Pick out every line below that contains the string "bird", and copy each one in full.

##### Input records

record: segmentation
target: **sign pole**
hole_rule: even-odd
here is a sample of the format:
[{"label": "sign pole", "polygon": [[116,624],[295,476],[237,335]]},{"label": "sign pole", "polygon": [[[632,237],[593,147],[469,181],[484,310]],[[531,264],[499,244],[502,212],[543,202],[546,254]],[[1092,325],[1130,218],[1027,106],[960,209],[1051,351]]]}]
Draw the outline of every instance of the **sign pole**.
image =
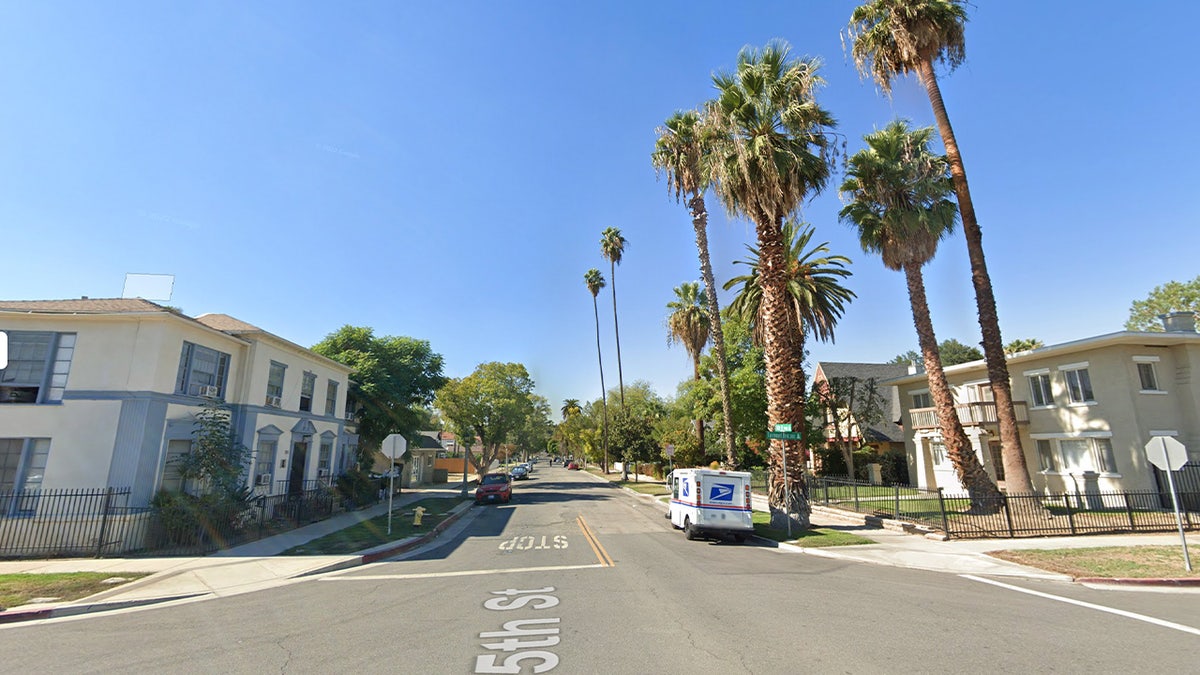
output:
[{"label": "sign pole", "polygon": [[1166,484],[1171,488],[1171,504],[1175,506],[1175,525],[1180,528],[1180,543],[1183,544],[1183,565],[1192,572],[1192,556],[1188,555],[1188,538],[1183,534],[1183,519],[1180,518],[1180,497],[1175,494],[1175,479],[1171,470],[1166,470]]}]

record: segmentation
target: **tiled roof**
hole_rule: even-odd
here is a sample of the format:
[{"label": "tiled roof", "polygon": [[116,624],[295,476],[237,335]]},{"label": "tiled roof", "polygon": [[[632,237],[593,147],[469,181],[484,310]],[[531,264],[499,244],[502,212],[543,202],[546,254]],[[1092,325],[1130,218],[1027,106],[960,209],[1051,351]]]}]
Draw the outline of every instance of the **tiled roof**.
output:
[{"label": "tiled roof", "polygon": [[142,298],[79,298],[74,300],[0,300],[0,311],[38,313],[166,312],[167,307]]},{"label": "tiled roof", "polygon": [[222,333],[265,333],[262,328],[227,313],[205,313],[196,317],[196,321]]}]

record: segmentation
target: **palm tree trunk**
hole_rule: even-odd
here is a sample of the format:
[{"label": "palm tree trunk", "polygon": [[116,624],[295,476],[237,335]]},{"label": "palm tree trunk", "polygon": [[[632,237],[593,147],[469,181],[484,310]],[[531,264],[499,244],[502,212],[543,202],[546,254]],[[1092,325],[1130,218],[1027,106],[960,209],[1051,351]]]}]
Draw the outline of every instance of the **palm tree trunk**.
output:
[{"label": "palm tree trunk", "polygon": [[600,406],[604,408],[604,468],[608,474],[608,390],[604,387],[604,357],[600,353],[600,307],[596,297],[592,295],[592,311],[596,315],[596,360],[600,362]]},{"label": "palm tree trunk", "polygon": [[[617,382],[620,383],[620,407],[625,407],[625,376],[620,371],[620,324],[617,323],[617,263],[612,267],[612,328],[617,334]],[[624,465],[622,465],[624,466]]]},{"label": "palm tree trunk", "polygon": [[991,381],[992,399],[996,402],[996,419],[1000,422],[1000,443],[1004,462],[1004,485],[1008,492],[1032,492],[1033,482],[1021,448],[1021,435],[1016,428],[1016,411],[1013,407],[1013,386],[1008,380],[1008,359],[1004,357],[1004,342],[1000,335],[1000,317],[996,313],[996,297],[991,291],[991,277],[988,275],[988,263],[983,256],[983,232],[976,219],[974,203],[971,202],[971,187],[967,184],[967,171],[962,165],[959,143],[946,113],[942,90],[937,86],[937,76],[931,61],[922,61],[917,74],[937,120],[937,132],[946,147],[946,157],[950,162],[950,178],[954,181],[954,193],[959,199],[959,214],[962,215],[962,235],[967,243],[967,257],[971,259],[971,282],[976,291],[976,306],[979,311],[979,330],[983,334],[983,356],[988,362],[988,380]]},{"label": "palm tree trunk", "polygon": [[725,464],[736,467],[738,458],[733,449],[733,402],[730,395],[728,364],[725,360],[725,330],[721,328],[721,307],[716,301],[713,261],[708,255],[708,208],[704,205],[703,195],[694,195],[688,205],[691,208],[691,225],[696,229],[696,251],[700,253],[700,275],[704,280],[704,294],[708,298],[708,322],[712,327],[713,352],[716,357],[716,378],[721,384],[721,414],[725,418],[722,420]]},{"label": "palm tree trunk", "polygon": [[[760,321],[766,323],[763,357],[767,370],[767,422],[804,429],[804,371],[799,354],[803,336],[791,319],[787,297],[781,217],[757,217],[758,275],[762,285]],[[791,518],[794,526],[808,530],[811,507],[803,472],[804,454],[798,441],[770,442],[770,521],[785,528]],[[786,482],[785,482],[786,473]]]},{"label": "palm tree trunk", "polygon": [[[937,426],[942,432],[946,454],[954,464],[959,482],[971,495],[971,512],[995,513],[1001,507],[1000,489],[979,464],[979,458],[971,448],[971,440],[962,430],[962,423],[954,410],[954,396],[946,381],[946,372],[942,371],[942,357],[937,352],[934,322],[929,317],[929,303],[925,299],[925,281],[920,274],[920,265],[906,263],[904,274],[905,281],[908,282],[908,300],[912,303],[912,322],[917,328],[917,341],[920,344],[922,356],[925,357],[929,395],[934,399],[934,406],[937,411]],[[919,458],[918,461],[920,461]]]}]

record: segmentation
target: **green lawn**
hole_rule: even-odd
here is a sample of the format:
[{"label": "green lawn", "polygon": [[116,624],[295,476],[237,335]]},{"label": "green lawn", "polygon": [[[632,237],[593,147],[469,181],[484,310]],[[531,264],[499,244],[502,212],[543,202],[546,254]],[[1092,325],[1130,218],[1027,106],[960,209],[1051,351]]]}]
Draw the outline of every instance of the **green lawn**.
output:
[{"label": "green lawn", "polygon": [[761,510],[754,513],[754,533],[775,542],[786,542],[797,546],[822,548],[822,546],[853,546],[858,544],[874,544],[875,542],[829,527],[810,527],[803,532],[792,531],[792,538],[787,537],[785,530],[770,528],[770,514]]},{"label": "green lawn", "polygon": [[1105,577],[1110,579],[1200,577],[1200,572],[1188,572],[1183,566],[1183,549],[1180,546],[1006,550],[991,551],[988,555],[1072,577]]},{"label": "green lawn", "polygon": [[28,604],[34,598],[67,602],[115,589],[149,574],[148,572],[112,574],[108,572],[70,572],[58,574],[0,574],[0,609]]},{"label": "green lawn", "polygon": [[[306,544],[293,546],[283,551],[283,555],[348,555],[389,542],[398,542],[413,534],[428,532],[445,520],[450,510],[463,501],[462,497],[426,497],[392,512],[390,536],[388,534],[388,515],[384,514],[352,525],[346,530],[325,534]],[[421,527],[413,526],[413,512],[416,507],[426,509]]]}]

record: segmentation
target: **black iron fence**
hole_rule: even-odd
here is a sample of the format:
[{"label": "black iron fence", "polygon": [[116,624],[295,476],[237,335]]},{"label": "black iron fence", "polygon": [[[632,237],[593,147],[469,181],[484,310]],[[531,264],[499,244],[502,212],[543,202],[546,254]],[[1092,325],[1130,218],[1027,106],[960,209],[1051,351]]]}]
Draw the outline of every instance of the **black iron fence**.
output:
[{"label": "black iron fence", "polygon": [[329,518],[329,489],[132,507],[130,489],[0,491],[0,558],[205,555]]},{"label": "black iron fence", "polygon": [[[1001,495],[971,500],[941,489],[872,485],[812,477],[814,503],[925,525],[959,538],[1045,537],[1106,532],[1166,532],[1176,528],[1171,496],[1160,490]],[[1200,491],[1180,492],[1183,526],[1200,526]]]}]

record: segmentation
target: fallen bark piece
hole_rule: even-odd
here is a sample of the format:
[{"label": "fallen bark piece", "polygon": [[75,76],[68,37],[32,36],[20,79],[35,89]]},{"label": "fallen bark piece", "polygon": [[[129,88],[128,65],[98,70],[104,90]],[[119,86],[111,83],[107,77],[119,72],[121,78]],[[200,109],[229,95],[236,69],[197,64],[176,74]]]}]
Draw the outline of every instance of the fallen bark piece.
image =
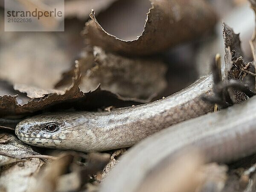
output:
[{"label": "fallen bark piece", "polygon": [[[87,44],[110,52],[147,55],[193,39],[212,29],[216,15],[202,0],[151,0],[142,35],[125,41],[108,33],[98,22],[94,10],[83,32]],[[136,22],[136,21],[134,21]]]}]

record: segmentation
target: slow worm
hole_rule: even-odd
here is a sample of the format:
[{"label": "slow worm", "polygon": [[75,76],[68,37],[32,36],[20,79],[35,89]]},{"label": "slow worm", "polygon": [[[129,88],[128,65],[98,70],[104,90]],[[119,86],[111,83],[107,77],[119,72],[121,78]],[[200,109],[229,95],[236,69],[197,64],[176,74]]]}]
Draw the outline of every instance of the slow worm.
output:
[{"label": "slow worm", "polygon": [[41,115],[16,126],[29,144],[82,151],[131,146],[159,130],[212,111],[202,100],[213,94],[211,75],[165,99],[110,112],[79,111]]},{"label": "slow worm", "polygon": [[161,162],[172,163],[180,151],[190,148],[202,152],[207,162],[228,163],[253,154],[256,152],[256,120],[254,96],[226,109],[165,129],[122,156],[102,183],[100,191],[137,191]]}]

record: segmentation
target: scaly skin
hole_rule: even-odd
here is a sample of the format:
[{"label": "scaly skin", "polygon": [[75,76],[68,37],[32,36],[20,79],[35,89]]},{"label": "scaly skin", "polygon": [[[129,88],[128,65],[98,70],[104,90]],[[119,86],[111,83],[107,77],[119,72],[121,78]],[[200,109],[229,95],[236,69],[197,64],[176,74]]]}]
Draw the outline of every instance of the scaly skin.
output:
[{"label": "scaly skin", "polygon": [[[212,111],[202,100],[212,95],[212,78],[203,77],[187,88],[151,103],[111,112],[80,111],[41,115],[17,126],[19,139],[38,146],[82,151],[129,147],[163,128]],[[57,130],[46,131],[55,123]]]},{"label": "scaly skin", "polygon": [[189,153],[191,148],[204,154],[206,163],[226,163],[253,154],[256,152],[256,119],[254,96],[220,111],[166,128],[122,156],[99,191],[138,191],[143,181],[161,163],[172,163],[179,153]]}]

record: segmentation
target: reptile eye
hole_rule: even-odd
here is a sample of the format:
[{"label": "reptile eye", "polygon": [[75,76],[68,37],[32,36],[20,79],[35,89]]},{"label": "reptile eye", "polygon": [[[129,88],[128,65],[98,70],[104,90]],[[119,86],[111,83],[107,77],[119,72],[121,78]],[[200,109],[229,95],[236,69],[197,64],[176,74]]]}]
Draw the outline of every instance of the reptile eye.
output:
[{"label": "reptile eye", "polygon": [[57,130],[57,125],[55,123],[50,123],[46,125],[46,130],[49,132],[54,132]]}]

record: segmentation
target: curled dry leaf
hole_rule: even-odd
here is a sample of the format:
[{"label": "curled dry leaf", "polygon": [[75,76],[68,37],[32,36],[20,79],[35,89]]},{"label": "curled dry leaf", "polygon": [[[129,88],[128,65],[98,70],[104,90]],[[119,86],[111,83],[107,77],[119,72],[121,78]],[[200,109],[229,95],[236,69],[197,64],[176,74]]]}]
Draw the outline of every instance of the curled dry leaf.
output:
[{"label": "curled dry leaf", "polygon": [[[0,115],[12,116],[32,113],[64,101],[81,98],[84,96],[84,93],[78,87],[80,78],[80,71],[79,64],[77,63],[75,66],[74,76],[72,78],[72,84],[62,94],[59,94],[56,93],[49,94],[47,90],[45,93],[46,95],[44,97],[37,99],[36,97],[38,94],[36,92],[34,93],[35,96],[33,96],[33,93],[31,91],[29,92],[30,96],[35,99],[23,105],[17,104],[17,95],[0,96]],[[33,89],[32,90],[35,90]]]},{"label": "curled dry leaf", "polygon": [[0,143],[0,155],[22,158],[28,155],[38,155],[29,145],[22,142],[14,135],[9,134],[0,134],[0,138],[8,140],[7,143]]},{"label": "curled dry leaf", "polygon": [[99,12],[107,9],[117,0],[69,0],[65,2],[65,17],[88,18],[92,9]]},{"label": "curled dry leaf", "polygon": [[[88,182],[89,175],[103,169],[110,157],[108,154],[66,152],[45,167],[38,176],[37,183],[28,191],[77,191]],[[84,159],[85,163],[82,163]]]},{"label": "curled dry leaf", "polygon": [[39,159],[33,158],[20,161],[9,169],[2,171],[0,189],[4,189],[1,191],[28,191],[29,186],[36,183],[35,175],[44,164]]},{"label": "curled dry leaf", "polygon": [[108,51],[146,55],[192,39],[212,29],[216,21],[215,13],[205,1],[151,2],[144,31],[136,39],[125,41],[108,33],[99,23],[93,11],[92,19],[86,23],[83,32],[86,42]]},{"label": "curled dry leaf", "polygon": [[[256,0],[249,0],[249,1],[251,3],[251,8],[254,12],[255,15],[256,15]],[[256,28],[254,29],[253,35],[251,40],[250,42],[250,44],[251,47],[252,52],[253,53],[253,58],[254,62],[253,62],[253,64],[254,66],[254,68],[256,69]],[[256,83],[255,84],[255,87],[254,88],[254,90],[256,90]]]},{"label": "curled dry leaf", "polygon": [[67,48],[60,45],[67,45],[68,38],[56,35],[3,33],[0,36],[0,78],[12,84],[18,82],[43,88],[53,87],[73,57],[73,53],[68,52]]},{"label": "curled dry leaf", "polygon": [[[100,84],[102,90],[120,95],[125,100],[147,102],[166,87],[166,67],[159,59],[127,58],[106,53],[94,47],[80,62],[81,90],[88,93]],[[57,87],[69,84],[72,70],[63,76]]]}]

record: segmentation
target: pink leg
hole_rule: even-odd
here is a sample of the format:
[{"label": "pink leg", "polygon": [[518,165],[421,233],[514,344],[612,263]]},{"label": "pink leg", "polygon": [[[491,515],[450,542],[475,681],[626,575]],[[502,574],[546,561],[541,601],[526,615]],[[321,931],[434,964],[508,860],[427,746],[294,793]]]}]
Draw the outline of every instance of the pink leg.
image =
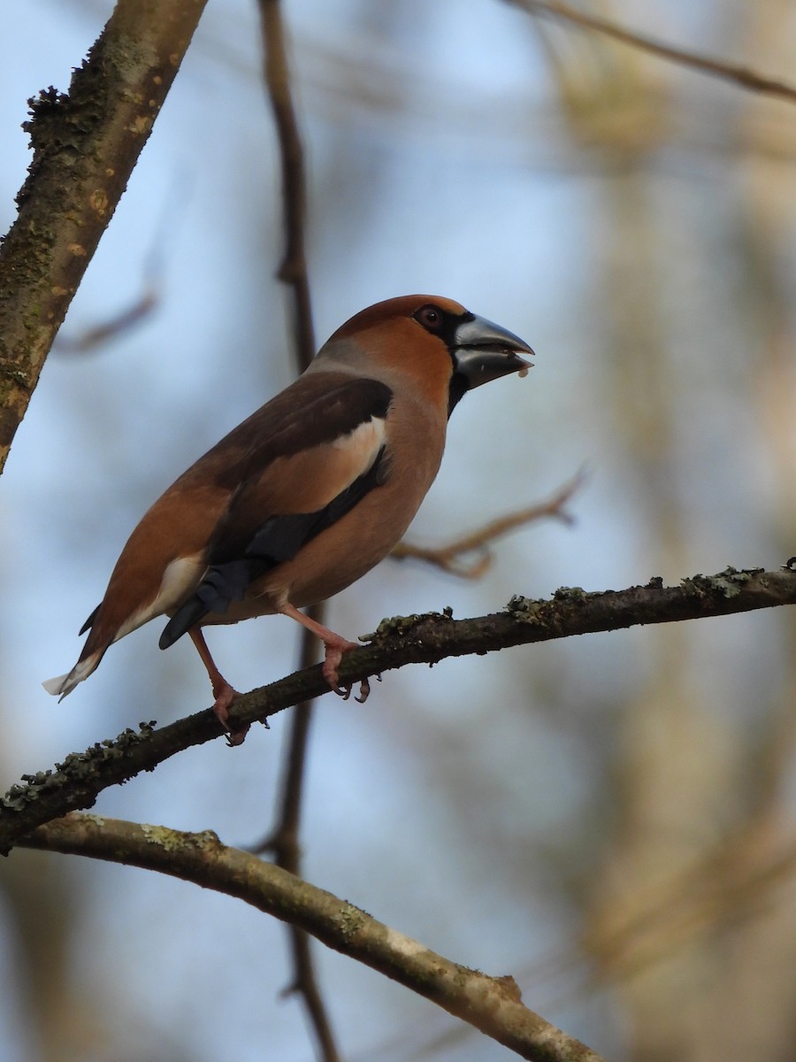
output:
[{"label": "pink leg", "polygon": [[202,633],[201,628],[192,627],[189,632],[191,636],[191,641],[196,647],[196,652],[202,657],[202,663],[207,668],[207,673],[210,679],[210,684],[213,687],[213,697],[215,698],[215,703],[213,704],[213,712],[224,727],[227,734],[227,741],[229,744],[243,744],[243,741],[248,733],[249,724],[245,723],[239,730],[233,730],[229,724],[229,705],[236,699],[240,697],[237,689],[233,689],[229,683],[226,681],[224,675],[215,667],[215,662],[210,655],[210,650],[207,648],[207,643],[205,641],[205,636]]},{"label": "pink leg", "polygon": [[[344,638],[342,634],[335,634],[334,631],[330,631],[329,628],[324,627],[323,623],[316,623],[314,619],[310,619],[309,616],[305,616],[302,612],[299,612],[298,609],[294,607],[290,603],[283,605],[280,609],[280,612],[282,615],[290,616],[291,619],[295,619],[297,623],[300,623],[301,627],[306,627],[308,631],[312,631],[313,634],[316,634],[321,638],[326,648],[323,669],[324,678],[329,683],[331,689],[347,701],[351,696],[351,687],[341,687],[340,679],[338,676],[338,668],[340,667],[340,662],[343,660],[343,653],[348,653],[352,649],[361,649],[362,647],[356,641],[349,641],[347,638]],[[360,683],[360,696],[356,697],[354,700],[359,701],[360,704],[364,704],[369,692],[370,684],[367,679],[363,679]]]}]

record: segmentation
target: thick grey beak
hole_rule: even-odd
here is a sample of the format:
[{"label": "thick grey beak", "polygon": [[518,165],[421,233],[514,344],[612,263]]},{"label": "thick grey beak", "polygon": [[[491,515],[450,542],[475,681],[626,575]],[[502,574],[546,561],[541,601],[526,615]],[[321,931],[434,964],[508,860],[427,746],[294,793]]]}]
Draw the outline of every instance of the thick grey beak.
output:
[{"label": "thick grey beak", "polygon": [[534,352],[527,343],[485,318],[473,316],[463,321],[454,332],[454,340],[456,372],[467,379],[468,389],[509,373],[522,372],[524,375],[533,369],[530,361],[519,356],[522,353],[533,357]]}]

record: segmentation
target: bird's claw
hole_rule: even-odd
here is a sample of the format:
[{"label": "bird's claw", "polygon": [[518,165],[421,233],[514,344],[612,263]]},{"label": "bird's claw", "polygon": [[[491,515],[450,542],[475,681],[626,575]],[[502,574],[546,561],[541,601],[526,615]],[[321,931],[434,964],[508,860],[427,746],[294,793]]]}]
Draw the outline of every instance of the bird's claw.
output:
[{"label": "bird's claw", "polygon": [[235,726],[229,720],[229,705],[236,697],[241,695],[228,682],[224,682],[223,686],[213,686],[213,696],[215,697],[213,714],[224,730],[227,744],[230,749],[235,749],[246,740],[246,734],[252,725],[250,723],[241,723],[239,726]]}]

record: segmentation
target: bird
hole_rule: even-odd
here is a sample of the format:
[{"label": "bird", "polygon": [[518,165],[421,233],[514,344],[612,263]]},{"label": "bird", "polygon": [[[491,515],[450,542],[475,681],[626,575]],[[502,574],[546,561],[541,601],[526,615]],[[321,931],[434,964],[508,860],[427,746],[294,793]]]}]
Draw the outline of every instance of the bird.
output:
[{"label": "bird", "polygon": [[[113,643],[158,616],[167,649],[188,634],[230,743],[239,696],[203,628],[281,614],[323,641],[323,675],[342,688],[343,654],[358,648],[305,615],[390,553],[443,458],[448,418],[467,391],[524,376],[532,348],[449,298],[403,295],[342,325],[284,391],[233,428],[158,498],[135,528],[81,635],[74,667],[44,683],[60,699]],[[362,683],[360,696],[368,693]]]}]

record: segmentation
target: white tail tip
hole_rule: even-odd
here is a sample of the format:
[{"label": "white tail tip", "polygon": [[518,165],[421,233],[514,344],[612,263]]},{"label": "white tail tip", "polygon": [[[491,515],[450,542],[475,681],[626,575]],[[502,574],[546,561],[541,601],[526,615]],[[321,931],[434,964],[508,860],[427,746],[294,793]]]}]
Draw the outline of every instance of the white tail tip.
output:
[{"label": "white tail tip", "polygon": [[100,663],[101,657],[102,653],[91,653],[86,660],[79,661],[71,671],[67,671],[66,674],[59,674],[55,679],[47,679],[41,685],[48,693],[52,693],[53,697],[57,697],[63,701],[67,693],[72,692],[79,682],[83,682],[84,679],[87,679],[91,674]]}]

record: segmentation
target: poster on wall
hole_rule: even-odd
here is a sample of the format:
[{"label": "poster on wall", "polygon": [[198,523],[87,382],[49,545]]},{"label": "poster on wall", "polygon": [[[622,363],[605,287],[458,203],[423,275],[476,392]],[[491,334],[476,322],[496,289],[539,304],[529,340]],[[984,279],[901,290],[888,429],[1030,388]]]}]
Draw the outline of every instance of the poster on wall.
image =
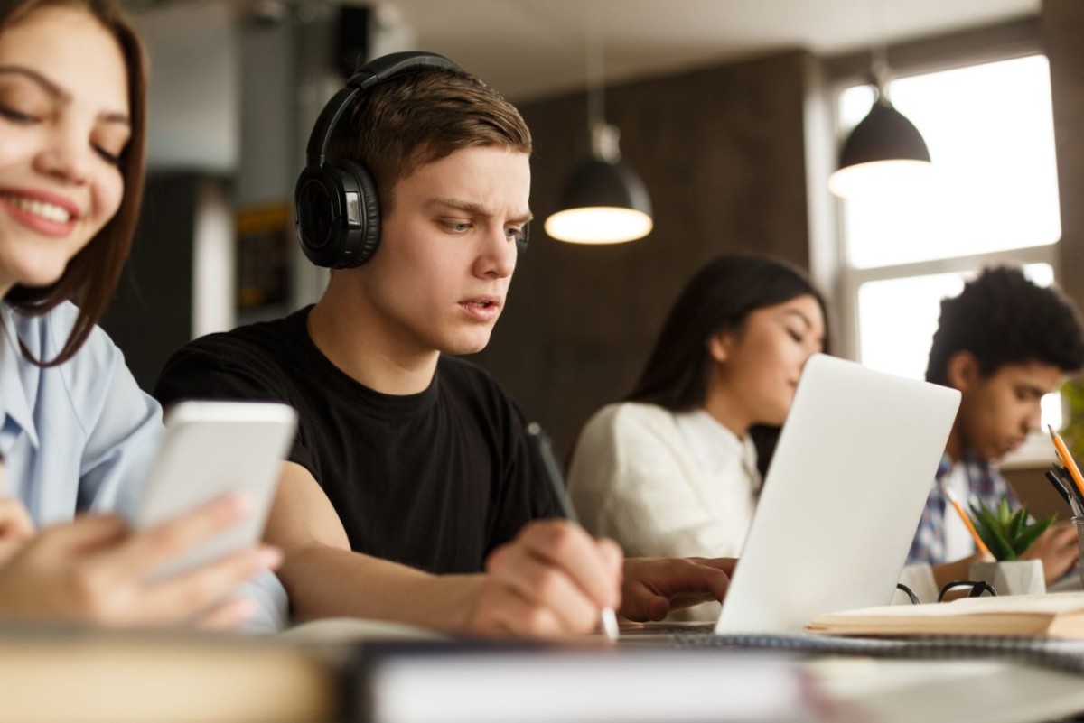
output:
[{"label": "poster on wall", "polygon": [[281,316],[289,303],[289,248],[294,238],[286,201],[237,213],[237,320]]}]

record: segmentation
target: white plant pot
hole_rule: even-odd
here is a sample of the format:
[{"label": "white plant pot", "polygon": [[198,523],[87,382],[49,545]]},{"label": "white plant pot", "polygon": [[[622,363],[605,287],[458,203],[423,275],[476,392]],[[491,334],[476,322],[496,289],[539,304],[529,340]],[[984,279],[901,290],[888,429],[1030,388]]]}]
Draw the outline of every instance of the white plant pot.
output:
[{"label": "white plant pot", "polygon": [[1041,595],[1046,592],[1042,560],[999,560],[971,563],[968,576],[993,586],[998,595]]}]

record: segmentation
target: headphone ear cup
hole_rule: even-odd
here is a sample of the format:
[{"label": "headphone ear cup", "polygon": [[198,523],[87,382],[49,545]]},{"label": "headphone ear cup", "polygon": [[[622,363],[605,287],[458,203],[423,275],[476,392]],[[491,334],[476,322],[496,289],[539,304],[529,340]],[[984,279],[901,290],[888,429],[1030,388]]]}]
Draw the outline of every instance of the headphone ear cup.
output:
[{"label": "headphone ear cup", "polygon": [[[347,161],[349,162],[349,161]],[[376,194],[376,184],[369,170],[359,163],[349,163],[353,167],[354,176],[358,182],[359,203],[365,223],[362,225],[358,238],[358,255],[352,266],[360,266],[366,263],[376,253],[380,246],[380,201]]]},{"label": "headphone ear cup", "polygon": [[294,189],[294,211],[301,250],[318,266],[360,266],[379,246],[376,187],[359,163],[328,159],[307,166]]}]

##########

In response
target: bird's claw
[{"label": "bird's claw", "polygon": [[518,165],[421,233],[514,344],[612,263]]},{"label": "bird's claw", "polygon": [[[491,515],[450,542],[475,681],[626,575]],[[502,574],[546,561],[541,601],[526,615]],[[321,931],[434,964],[508,860],[427,746],[294,793]]]}]
Draw the outline of every instance of the bird's claw.
[{"label": "bird's claw", "polygon": [[235,726],[229,720],[229,705],[236,697],[241,695],[228,682],[224,682],[223,686],[213,686],[213,696],[215,697],[213,714],[224,730],[227,744],[230,749],[235,749],[246,740],[246,734],[252,725],[250,723],[241,723],[239,726]]}]
target: bird
[{"label": "bird", "polygon": [[518,165],[421,233],[514,344],[612,263]]},{"label": "bird", "polygon": [[[491,515],[450,542],[475,681],[626,575]],[[502,574],[546,561],[541,601],[526,615]],[[321,931],[434,964],[508,860],[427,746],[294,793]]]}]
Draw the outline of every instance of the bird.
[{"label": "bird", "polygon": [[[113,643],[158,616],[167,649],[188,634],[230,743],[239,696],[203,628],[281,614],[323,641],[323,675],[342,688],[343,654],[358,648],[305,615],[390,553],[443,458],[448,418],[467,391],[524,376],[532,348],[449,298],[403,295],[342,325],[284,391],[233,428],[158,498],[135,528],[81,635],[74,667],[44,683],[60,699]],[[362,683],[360,696],[368,693]]]}]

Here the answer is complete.